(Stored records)

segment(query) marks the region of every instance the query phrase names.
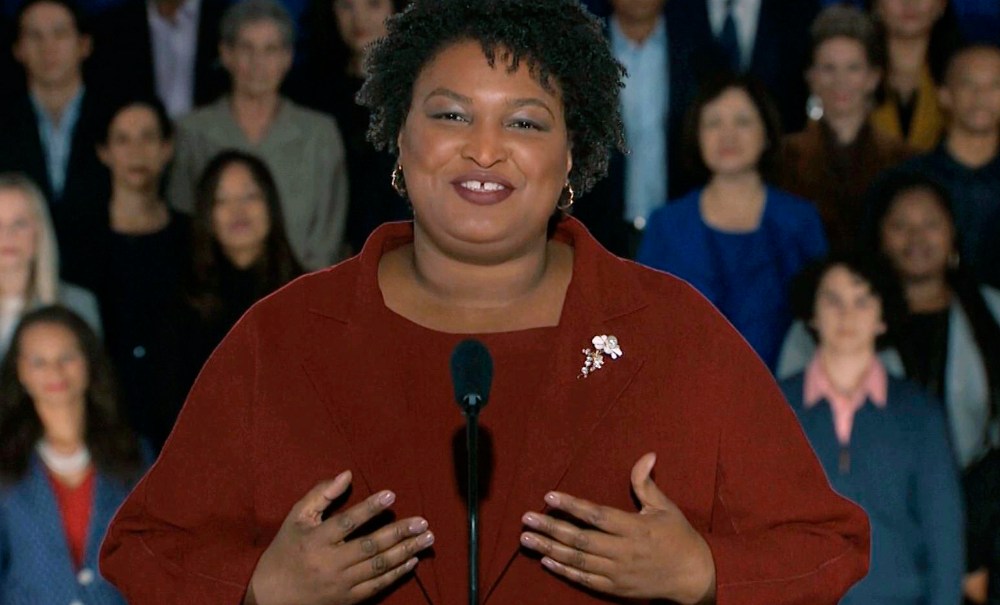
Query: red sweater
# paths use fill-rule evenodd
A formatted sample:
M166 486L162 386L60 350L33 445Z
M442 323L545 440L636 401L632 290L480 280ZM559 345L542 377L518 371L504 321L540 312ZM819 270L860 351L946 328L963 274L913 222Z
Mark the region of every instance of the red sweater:
M59 516L62 518L73 564L79 569L83 566L83 558L87 554L87 528L90 526L90 510L94 503L94 478L97 475L91 467L79 485L70 487L59 481L51 472L46 474L56 495Z
M129 602L240 603L292 505L345 469L349 504L392 489L398 518L423 515L437 537L377 602L467 601L448 372L462 336L396 316L378 288L383 252L412 237L381 227L359 257L258 303L215 351L104 542L102 571ZM690 286L611 256L575 220L556 237L575 255L559 326L482 336L497 349L484 603L618 602L546 572L520 548L520 518L552 489L635 511L629 471L648 451L712 550L719 605L837 603L867 569L867 520L830 489L767 368ZM578 378L598 334L624 355Z

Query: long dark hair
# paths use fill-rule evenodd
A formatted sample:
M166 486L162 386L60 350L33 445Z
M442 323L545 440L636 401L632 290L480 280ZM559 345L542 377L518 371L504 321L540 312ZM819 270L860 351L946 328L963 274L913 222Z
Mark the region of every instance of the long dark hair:
M878 32L879 39L885 45L887 38L885 23L875 14L875 2L876 0L865 0L865 8L875 22L875 29ZM941 13L941 16L938 17L938 20L934 22L934 26L931 28L930 40L927 45L927 65L930 67L931 77L934 78L936 83L940 84L943 81L948 59L961 44L962 30L959 26L958 15L955 13L955 7L952 6L951 0L948 0L944 6L944 12ZM882 67L884 74L882 76L882 94L884 96L884 91L889 81L888 50L882 55L882 59L884 64L880 67ZM881 101L881 99L879 100Z
M951 223L955 250L960 249L959 234L955 227L955 212L951 206L948 190L930 177L911 172L891 175L875 190L872 208L873 232L870 234L873 238L872 244L881 249L882 224L885 222L885 217L896 205L900 196L910 191L926 191L931 194ZM986 304L979 283L965 269L960 259L947 268L945 279L972 326L973 340L986 367L990 417L995 419L1000 416L1000 325ZM903 358L903 365L909 371L914 365L913 353L900 351L900 356Z
M39 324L57 325L72 332L86 360L83 440L94 464L127 483L137 479L141 469L139 441L120 420L111 363L90 326L76 313L58 305L31 311L21 319L0 365L0 476L4 481L21 479L44 433L31 396L17 375L24 332Z
M270 230L264 241L264 251L253 264L256 276L256 296L261 298L302 274L285 235L285 219L281 212L278 186L262 160L242 151L227 150L208 163L198 180L195 193L194 220L191 225L191 271L188 277L187 299L202 319L216 317L223 309L220 269L231 265L215 237L212 212L215 194L226 168L242 164L264 193Z
M403 10L408 3L409 0L392 0L393 13ZM305 24L303 47L306 60L313 67L312 73L324 73L335 78L345 76L351 61L351 49L340 36L333 3L330 0L310 0L302 23Z

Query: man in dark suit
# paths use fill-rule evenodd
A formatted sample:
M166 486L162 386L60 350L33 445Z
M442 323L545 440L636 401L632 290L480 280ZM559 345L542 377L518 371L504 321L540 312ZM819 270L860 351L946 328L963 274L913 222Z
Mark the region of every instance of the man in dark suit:
M699 78L722 69L700 53L708 34L675 16L690 0L611 0L607 33L629 72L622 120L629 154L612 154L608 176L576 203L574 216L611 252L633 258L646 218L687 182L680 150L681 122Z
M809 95L803 73L810 58L809 26L819 0L686 0L675 16L709 40L729 67L760 79L774 96L785 132L805 126Z
M90 36L70 0L27 0L15 21L14 56L27 91L0 124L0 171L20 171L41 187L59 241L64 279L86 285L87 234L108 202L97 159L103 105L84 86Z
M177 119L228 88L219 63L225 0L128 0L102 17L93 74L117 96L156 95Z

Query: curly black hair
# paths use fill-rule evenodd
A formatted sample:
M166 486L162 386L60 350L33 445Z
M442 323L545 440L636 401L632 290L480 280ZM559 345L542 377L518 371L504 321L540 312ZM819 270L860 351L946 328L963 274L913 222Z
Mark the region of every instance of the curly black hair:
M369 53L368 79L358 93L371 111L368 139L375 147L399 153L396 138L421 70L442 49L474 40L491 66L498 55L512 71L523 61L546 90L558 87L577 194L607 174L612 149L624 151L618 92L625 69L600 21L577 0L415 0L387 27Z

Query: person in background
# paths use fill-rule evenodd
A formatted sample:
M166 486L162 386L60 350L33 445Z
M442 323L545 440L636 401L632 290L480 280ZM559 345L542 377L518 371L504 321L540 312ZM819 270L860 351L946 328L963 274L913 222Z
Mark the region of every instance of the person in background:
M27 92L0 117L0 171L23 172L42 189L61 276L82 282L88 237L108 195L107 170L94 151L106 107L83 79L91 39L71 0L26 0L16 24L14 55Z
M579 200L573 216L613 254L635 258L650 214L687 193L681 169L684 113L700 79L723 68L698 52L701 42L679 3L614 0L605 32L627 72L621 116L629 153L612 153L608 176Z
M385 20L405 5L405 0L312 0L304 22L306 57L292 75L290 94L332 115L344 137L352 184L345 237L354 252L382 223L412 217L385 176L396 164L365 137L369 112L355 99L369 45L385 35Z
M948 114L944 140L898 171L929 176L948 191L963 264L979 281L1000 287L1000 48L956 51L938 97ZM870 197L884 197L879 187Z
M881 103L872 123L918 152L944 132L937 82L960 36L948 0L869 0L886 48Z
M802 73L809 64L809 24L819 0L678 0L673 17L733 73L757 78L775 99L782 130L806 122L809 91Z
M347 217L344 146L332 118L280 93L292 65L291 17L275 0L245 0L227 9L221 37L232 91L178 124L170 205L192 212L195 184L208 162L225 149L242 149L274 175L299 263L326 267L341 254Z
M0 357L25 313L57 303L100 334L97 299L59 279L59 247L41 190L23 174L0 174Z
M184 389L236 321L302 273L285 237L277 185L260 159L225 151L198 182L184 285Z
M831 248L850 249L861 236L869 185L911 154L870 124L882 57L868 16L831 6L813 22L811 34L806 81L822 116L785 138L779 182L816 204Z
M63 307L27 314L0 402L0 602L124 605L97 554L144 460L97 335Z
M830 484L872 526L868 576L842 605L957 605L964 569L958 469L940 406L891 377L876 342L902 306L880 264L834 255L796 284L818 345L781 388ZM801 290L800 292L798 290Z
M163 173L173 156L173 127L156 97L119 104L98 155L112 177L102 229L91 255L100 267L108 352L121 377L124 417L157 450L180 405L177 310L190 256L190 220L167 207Z
M813 205L769 184L778 124L754 80L727 76L706 87L684 138L693 171L708 182L653 213L637 257L701 291L772 369L792 321L788 286L827 249Z
M117 99L158 97L171 119L226 89L219 24L226 0L130 0L101 15L93 80Z
M882 195L875 211L879 245L903 280L910 309L899 350L907 374L947 410L955 456L967 474L966 593L982 602L987 577L1000 571L998 521L988 519L996 498L982 493L983 479L977 478L995 474L989 467L998 464L1000 292L964 270L944 188L925 176L902 174Z

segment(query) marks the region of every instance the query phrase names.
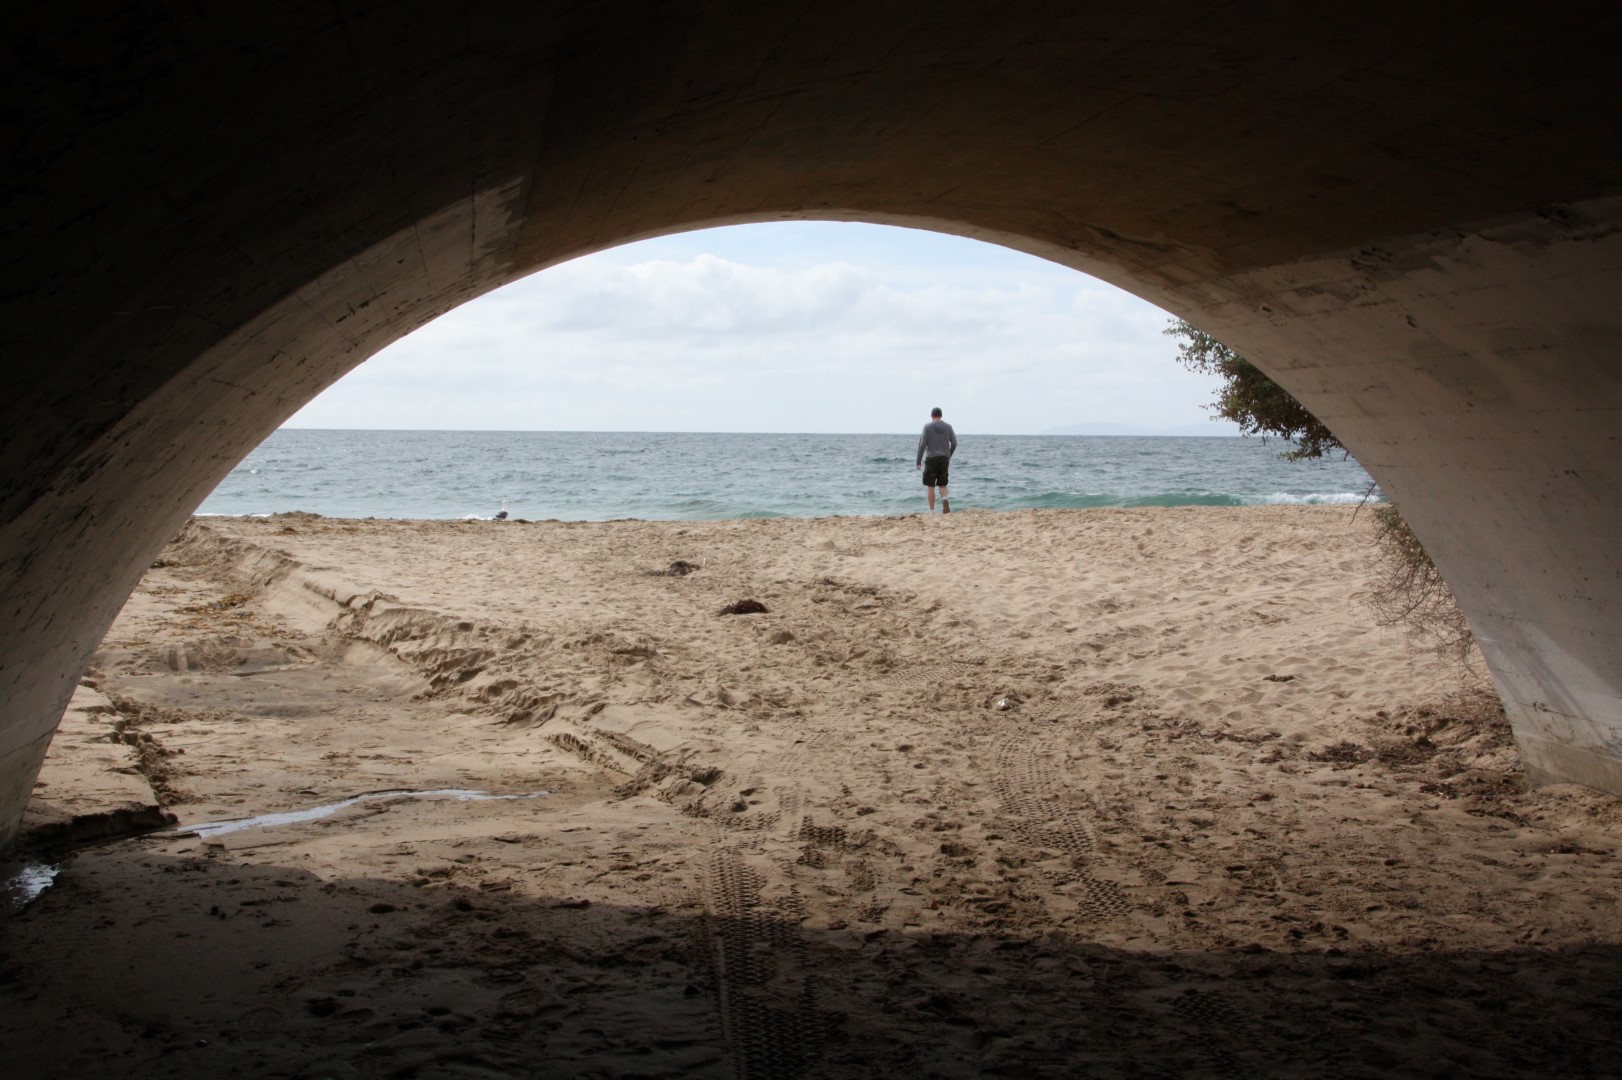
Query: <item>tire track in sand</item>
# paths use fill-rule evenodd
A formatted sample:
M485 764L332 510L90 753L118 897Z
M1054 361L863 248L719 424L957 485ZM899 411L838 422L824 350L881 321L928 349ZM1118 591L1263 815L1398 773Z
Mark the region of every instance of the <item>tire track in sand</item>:
M1067 856L1068 872L1050 873L1055 888L1072 887L1077 908L1089 919L1125 915L1131 901L1113 881L1090 870L1095 861L1092 830L1058 799L1053 768L1019 737L999 743L993 753L992 785L1007 815L1005 825L1020 840Z
M1128 914L1132 902L1120 886L1089 869L1096 860L1092 830L1059 800L1058 777L1040 747L1018 737L1006 739L994 760L993 783L1008 814L1008 830L1033 847L1056 849L1070 859L1070 872L1049 875L1055 888L1077 889L1080 912L1091 919ZM1247 1075L1236 1051L1249 1044L1253 1027L1227 1000L1190 988L1168 1005L1190 1029L1188 1045L1209 1061L1212 1073L1232 1080Z
M735 847L710 858L704 905L721 1022L738 1080L800 1080L816 1075L826 1033L800 933L804 905L792 887L768 903L766 880Z

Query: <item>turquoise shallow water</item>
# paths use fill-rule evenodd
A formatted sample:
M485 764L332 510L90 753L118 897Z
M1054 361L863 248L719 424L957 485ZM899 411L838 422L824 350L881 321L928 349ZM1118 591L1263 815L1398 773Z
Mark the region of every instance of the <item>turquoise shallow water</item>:
M902 514L924 508L917 433L284 429L203 514L705 519ZM1356 461L1286 462L1240 438L958 433L954 509L1353 503Z

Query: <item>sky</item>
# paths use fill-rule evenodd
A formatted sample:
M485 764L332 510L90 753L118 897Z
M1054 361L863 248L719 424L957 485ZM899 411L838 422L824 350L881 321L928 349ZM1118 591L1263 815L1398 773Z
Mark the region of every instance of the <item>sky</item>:
M543 270L390 345L285 426L501 431L1233 434L1170 316L962 237L773 222Z

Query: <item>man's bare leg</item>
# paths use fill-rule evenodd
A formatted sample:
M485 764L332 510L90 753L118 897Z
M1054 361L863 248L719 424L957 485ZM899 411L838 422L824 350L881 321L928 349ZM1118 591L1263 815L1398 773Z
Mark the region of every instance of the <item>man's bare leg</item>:
M930 500L930 501L931 501L931 503L934 502L933 499ZM931 506L931 509L933 509L933 508L934 507ZM946 497L946 485L942 484L941 485L941 513L950 514L951 512L952 512L952 500L950 500L950 499L948 499Z
M926 487L924 491L929 495L929 512L933 514L935 512L935 489Z

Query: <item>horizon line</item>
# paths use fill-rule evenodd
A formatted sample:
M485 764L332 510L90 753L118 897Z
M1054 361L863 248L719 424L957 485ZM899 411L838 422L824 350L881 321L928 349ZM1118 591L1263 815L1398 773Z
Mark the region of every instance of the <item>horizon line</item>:
M950 421L948 421L950 422ZM1080 426L1080 425L1077 425ZM1117 427L1128 425L1115 425ZM427 427L319 427L316 425L289 425L284 424L276 431L423 431L440 435L467 435L484 432L492 435L855 435L855 436L906 436L906 431L658 431L652 428L427 428ZM1067 431L971 431L971 436L988 436L999 439L1243 439L1242 433L1215 431L1209 435L1196 435L1191 432L1175 428L1142 428L1137 431L1118 431L1111 433L1089 434L1087 432Z

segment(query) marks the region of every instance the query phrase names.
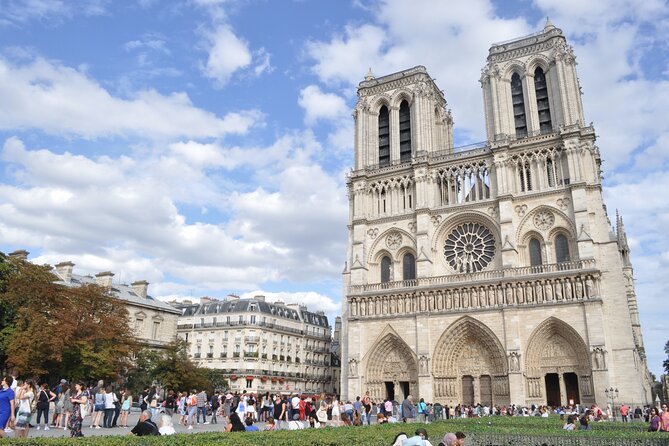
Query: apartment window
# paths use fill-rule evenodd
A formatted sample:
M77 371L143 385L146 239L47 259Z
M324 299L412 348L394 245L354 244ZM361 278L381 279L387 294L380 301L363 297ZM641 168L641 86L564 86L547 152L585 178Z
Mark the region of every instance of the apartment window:
M255 325L256 323L256 316L255 314L251 316L251 324Z
M513 118L516 127L516 137L527 136L527 119L525 118L525 98L523 97L523 82L518 73L511 76L511 101L513 103Z
M400 104L400 161L411 161L411 110L407 101Z
M390 114L385 105L379 110L379 166L390 164Z
M158 339L158 333L160 333L160 322L153 321L153 330L151 331L151 339Z
M533 238L530 240L530 265L540 266L543 263L541 258L541 243Z

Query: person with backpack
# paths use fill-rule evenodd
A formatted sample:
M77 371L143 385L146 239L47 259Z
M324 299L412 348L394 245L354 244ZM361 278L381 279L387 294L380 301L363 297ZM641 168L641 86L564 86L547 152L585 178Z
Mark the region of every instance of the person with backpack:
M218 421L216 420L216 412L218 412L218 407L220 405L220 398L221 394L217 390L214 392L214 396L211 397L211 424L218 424Z
M44 430L49 430L49 404L56 399L56 394L49 389L49 385L44 383L40 386L37 395L37 430L39 430L39 423L44 416Z
M193 429L193 424L195 423L195 416L197 415L197 390L191 390L188 400L186 402L188 408L188 429Z

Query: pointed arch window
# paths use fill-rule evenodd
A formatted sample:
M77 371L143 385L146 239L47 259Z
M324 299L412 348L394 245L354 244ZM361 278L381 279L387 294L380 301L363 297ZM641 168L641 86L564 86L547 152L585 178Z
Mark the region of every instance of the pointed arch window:
M564 234L558 234L555 237L555 260L558 263L571 260L569 256L569 242Z
M541 67L534 70L534 91L537 95L537 111L539 112L539 130L541 133L553 131L551 123L551 107L548 103L548 84L546 75Z
M416 279L416 257L413 254L404 254L402 258L402 280Z
M532 238L530 239L530 266L541 266L543 259L541 258L541 242Z
M516 138L527 136L527 119L525 117L525 98L523 96L523 82L518 73L511 76L511 102L513 103L513 120L516 128Z
M390 114L385 105L379 110L379 166L390 164Z
M407 101L400 104L400 161L411 161L411 109Z
M381 283L390 282L391 268L393 267L393 262L390 260L390 257L384 256L381 259Z

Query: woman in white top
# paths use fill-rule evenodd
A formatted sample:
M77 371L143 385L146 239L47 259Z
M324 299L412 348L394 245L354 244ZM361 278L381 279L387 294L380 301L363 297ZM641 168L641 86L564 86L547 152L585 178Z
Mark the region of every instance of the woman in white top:
M112 392L111 387L107 387L105 393L105 418L103 420L103 426L106 428L112 427L112 420L114 419L114 411L116 406L114 403L118 401L116 397L116 392Z
M16 392L16 399L19 400L19 411L14 422L14 430L17 437L27 437L30 429L31 405L35 398L33 392L33 382L29 379L23 382L21 388Z
M163 414L160 417L160 429L158 429L158 432L160 435L174 435L177 433L177 431L174 430L171 416Z
M339 408L339 399L337 397L332 400L332 425L339 426L339 415L341 415L341 409Z

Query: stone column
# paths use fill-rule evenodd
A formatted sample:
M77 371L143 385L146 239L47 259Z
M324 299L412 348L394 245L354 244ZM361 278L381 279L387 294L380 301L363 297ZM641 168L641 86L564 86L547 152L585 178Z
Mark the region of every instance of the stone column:
M474 404L481 402L481 377L474 376Z
M560 403L566 406L569 401L567 401L567 387L564 383L564 373L558 373L558 379L560 381Z
M400 160L400 108L390 107L390 163Z

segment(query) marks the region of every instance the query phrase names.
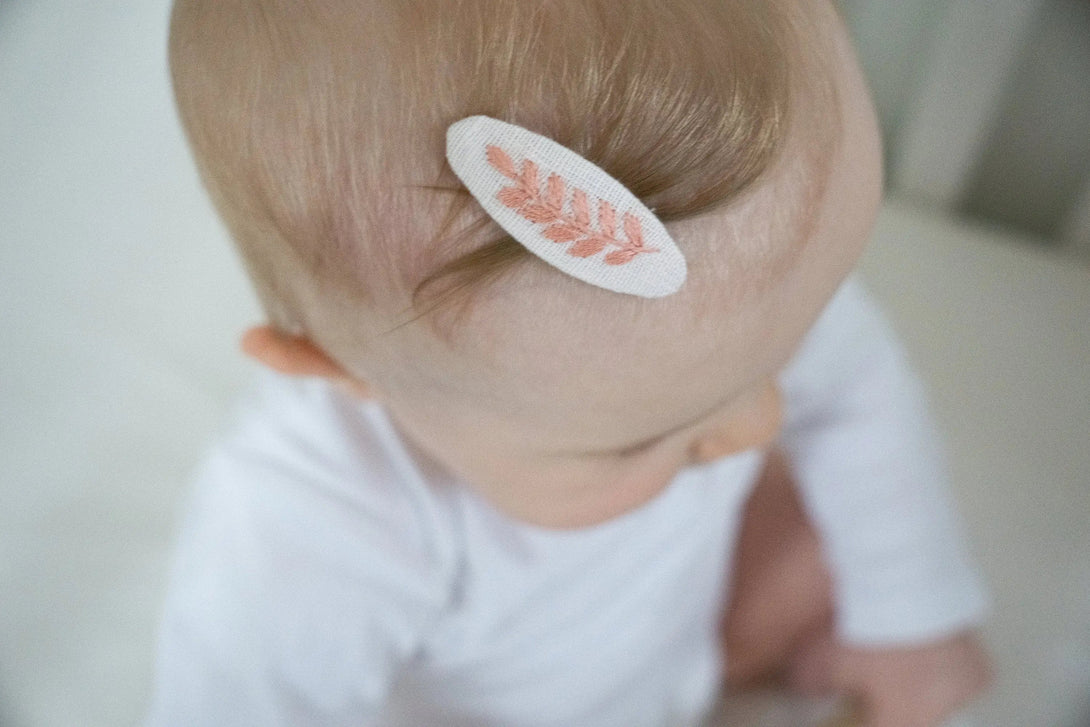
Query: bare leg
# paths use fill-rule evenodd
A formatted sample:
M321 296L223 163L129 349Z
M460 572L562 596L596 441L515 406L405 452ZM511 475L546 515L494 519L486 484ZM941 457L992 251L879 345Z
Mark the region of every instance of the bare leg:
M743 515L723 617L727 684L776 680L792 654L832 622L828 571L785 457L768 460Z

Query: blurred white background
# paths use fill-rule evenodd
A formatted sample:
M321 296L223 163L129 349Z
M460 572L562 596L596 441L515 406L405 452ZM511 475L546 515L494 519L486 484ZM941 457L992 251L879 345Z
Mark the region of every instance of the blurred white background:
M1090 4L845 0L891 189L863 273L993 584L994 727L1090 725ZM260 315L167 0L0 0L0 726L135 724L186 477Z
M1090 2L841 0L890 189L1090 264Z

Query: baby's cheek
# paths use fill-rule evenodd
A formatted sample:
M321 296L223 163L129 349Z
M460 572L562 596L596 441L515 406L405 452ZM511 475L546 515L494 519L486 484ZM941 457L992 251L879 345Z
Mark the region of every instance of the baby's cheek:
M687 464L687 454L673 449L633 458L626 465L624 475L609 491L611 509L616 512L614 517L646 505L661 495Z
M746 406L700 432L690 447L693 461L711 462L748 449L768 447L779 436L783 404L779 388L763 386Z

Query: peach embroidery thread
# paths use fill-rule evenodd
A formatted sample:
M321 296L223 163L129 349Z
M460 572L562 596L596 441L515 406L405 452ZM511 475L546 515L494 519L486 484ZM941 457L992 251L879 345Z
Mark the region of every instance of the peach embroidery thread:
M499 146L489 144L485 154L494 169L515 183L501 189L496 198L524 219L534 224L549 225L541 233L547 239L560 244L574 242L567 250L569 255L588 258L612 245L617 249L605 256L605 263L624 265L641 253L659 251L659 248L648 247L644 243L643 225L636 215L624 213L622 219L627 240L619 240L617 211L606 200L598 200L599 231L591 225L587 193L582 189L571 186L559 174L552 173L546 180L546 191L542 195L538 165L532 160L524 159L520 172L516 171L511 156ZM564 198L569 186L572 212L565 214Z
M662 220L618 180L552 139L468 116L447 127L447 161L485 213L558 270L643 298L672 295L684 284L685 256Z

**TASK TO COMPLETE**
Reproduce exactly the lines from the one with "Mark the region of every instance of the blurred" through the last line of the entries, keeping both of those lines and nothing else.

**EXERCISE ANSWER**
Mark the region of every instance of the blurred white background:
M1090 4L845 0L891 189L863 273L993 584L994 727L1090 725ZM260 315L167 0L0 0L0 726L135 724L186 477Z
M1090 2L841 0L890 189L1090 264Z

Query: baby's cheek
# paths use fill-rule evenodd
A formatted sample:
M321 296L223 163L129 349Z
M460 572L562 596L596 441L515 406L405 452ZM511 475L546 515L494 519L486 484ZM941 457L992 251L879 345Z
Mark the region of every instance of the baby's cheek:
M687 464L687 454L673 449L633 458L626 465L624 475L609 491L611 509L616 512L614 517L646 505L661 495Z
M746 406L700 432L690 447L693 461L711 462L748 449L768 447L779 436L783 404L779 388L763 386Z

Query: peach embroidery thread
# paths use fill-rule evenodd
A formatted sample:
M321 296L223 163L129 349Z
M460 572L562 596L596 441L515 406L405 452ZM511 475L546 515L494 519L486 484ZM941 457L992 251L879 345Z
Mark the region of every instance of the peach embroidery thread:
M499 146L489 144L485 154L494 169L515 183L501 189L496 198L524 219L534 224L549 225L541 233L547 239L560 244L574 242L567 250L569 255L588 258L612 245L617 249L605 256L605 263L624 265L641 253L659 251L659 248L648 247L644 243L643 225L636 215L624 213L622 219L627 240L619 240L617 211L606 200L598 200L599 231L591 225L587 193L582 189L571 186L559 174L552 173L546 180L546 191L542 195L538 165L532 160L524 159L520 172L516 171L511 156ZM564 198L569 186L572 212L565 214Z
M662 220L618 180L552 139L468 116L447 127L447 161L485 213L558 270L643 298L672 295L684 284L685 256Z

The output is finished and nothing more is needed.